#### [DATA PROVIDED]
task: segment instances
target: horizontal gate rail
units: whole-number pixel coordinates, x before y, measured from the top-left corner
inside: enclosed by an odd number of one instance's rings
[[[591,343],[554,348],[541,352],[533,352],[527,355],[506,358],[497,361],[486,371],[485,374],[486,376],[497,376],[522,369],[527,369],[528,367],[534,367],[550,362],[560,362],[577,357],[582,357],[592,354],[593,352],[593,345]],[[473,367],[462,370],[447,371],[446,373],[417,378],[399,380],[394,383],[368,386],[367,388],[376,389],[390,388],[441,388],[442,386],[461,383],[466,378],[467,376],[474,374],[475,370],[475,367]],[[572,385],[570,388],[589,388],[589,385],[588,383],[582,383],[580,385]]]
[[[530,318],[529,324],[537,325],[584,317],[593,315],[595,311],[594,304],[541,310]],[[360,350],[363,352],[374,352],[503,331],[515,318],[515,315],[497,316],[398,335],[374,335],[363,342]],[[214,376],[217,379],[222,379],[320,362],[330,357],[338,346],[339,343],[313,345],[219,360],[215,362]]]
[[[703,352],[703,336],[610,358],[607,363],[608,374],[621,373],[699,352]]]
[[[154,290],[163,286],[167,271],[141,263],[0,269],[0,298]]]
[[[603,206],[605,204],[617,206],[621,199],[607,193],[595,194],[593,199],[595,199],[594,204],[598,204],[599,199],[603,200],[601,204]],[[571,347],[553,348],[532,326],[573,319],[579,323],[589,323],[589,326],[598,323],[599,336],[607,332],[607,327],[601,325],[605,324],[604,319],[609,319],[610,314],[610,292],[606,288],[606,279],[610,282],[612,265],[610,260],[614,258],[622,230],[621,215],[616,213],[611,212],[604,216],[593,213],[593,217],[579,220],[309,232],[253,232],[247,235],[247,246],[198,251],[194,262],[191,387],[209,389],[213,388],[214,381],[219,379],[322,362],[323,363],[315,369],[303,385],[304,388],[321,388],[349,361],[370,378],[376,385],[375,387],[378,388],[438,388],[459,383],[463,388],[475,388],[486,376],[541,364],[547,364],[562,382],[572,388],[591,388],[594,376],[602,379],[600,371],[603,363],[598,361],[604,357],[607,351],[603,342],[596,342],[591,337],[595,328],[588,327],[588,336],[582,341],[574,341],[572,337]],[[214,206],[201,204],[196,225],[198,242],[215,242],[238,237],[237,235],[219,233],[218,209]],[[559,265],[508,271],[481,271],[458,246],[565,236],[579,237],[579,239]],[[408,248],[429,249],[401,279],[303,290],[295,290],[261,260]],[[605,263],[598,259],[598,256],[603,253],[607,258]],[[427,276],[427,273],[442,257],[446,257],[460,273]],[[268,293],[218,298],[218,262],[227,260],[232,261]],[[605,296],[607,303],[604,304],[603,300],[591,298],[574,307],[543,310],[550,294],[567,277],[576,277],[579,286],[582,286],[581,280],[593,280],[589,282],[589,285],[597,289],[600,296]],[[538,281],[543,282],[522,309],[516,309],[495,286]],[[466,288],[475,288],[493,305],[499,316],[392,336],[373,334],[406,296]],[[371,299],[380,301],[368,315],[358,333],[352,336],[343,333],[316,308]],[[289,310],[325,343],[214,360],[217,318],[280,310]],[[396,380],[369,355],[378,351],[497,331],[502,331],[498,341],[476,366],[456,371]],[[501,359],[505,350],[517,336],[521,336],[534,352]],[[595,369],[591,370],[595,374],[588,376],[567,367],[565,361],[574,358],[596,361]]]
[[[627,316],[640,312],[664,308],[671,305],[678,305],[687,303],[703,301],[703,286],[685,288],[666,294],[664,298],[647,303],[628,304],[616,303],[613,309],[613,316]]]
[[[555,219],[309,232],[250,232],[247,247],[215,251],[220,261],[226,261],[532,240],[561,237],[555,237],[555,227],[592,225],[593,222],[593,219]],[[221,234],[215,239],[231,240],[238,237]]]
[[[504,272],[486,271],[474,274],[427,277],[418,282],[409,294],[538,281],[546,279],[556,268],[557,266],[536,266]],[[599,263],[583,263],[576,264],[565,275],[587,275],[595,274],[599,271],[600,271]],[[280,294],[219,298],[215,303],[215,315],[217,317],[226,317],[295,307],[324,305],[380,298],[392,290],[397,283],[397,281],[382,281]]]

#### [EXERCISE DESCRIPTION]
Print the material from its first line down through the line that contains "[[[154,290],[163,286],[167,271],[141,263],[0,269],[0,298]]]", including that line, with every character unchanged.

#### [EXERCISE OUTPUT]
task: segment instances
target: horizontal gate rail
units: whole-number pixel coordinates, x before y, measured from the top-left corner
inside: enclosed by an odd number of one instance's rings
[[[591,343],[554,348],[541,352],[533,352],[527,355],[506,358],[497,361],[486,371],[485,374],[486,376],[497,376],[522,369],[527,369],[528,367],[534,367],[550,362],[560,362],[577,357],[582,357],[592,354],[593,352],[593,345]],[[473,367],[462,370],[447,371],[446,373],[417,378],[399,380],[394,383],[368,386],[367,388],[376,389],[390,388],[441,388],[442,386],[461,383],[466,378],[467,376],[474,374],[475,370],[475,367]],[[572,385],[570,388],[589,388],[589,385],[588,383],[582,383],[580,385]]]
[[[530,318],[529,324],[537,325],[584,317],[593,315],[595,311],[594,304],[541,310]],[[360,350],[363,352],[374,352],[503,331],[515,318],[515,315],[497,316],[398,335],[374,335],[363,342]],[[214,376],[217,379],[222,379],[320,362],[330,357],[338,346],[339,343],[313,345],[219,360],[215,362]]]
[[[703,352],[703,336],[610,358],[607,363],[608,374],[621,373],[699,352]]]
[[[154,290],[163,286],[167,271],[141,263],[0,269],[0,298]]]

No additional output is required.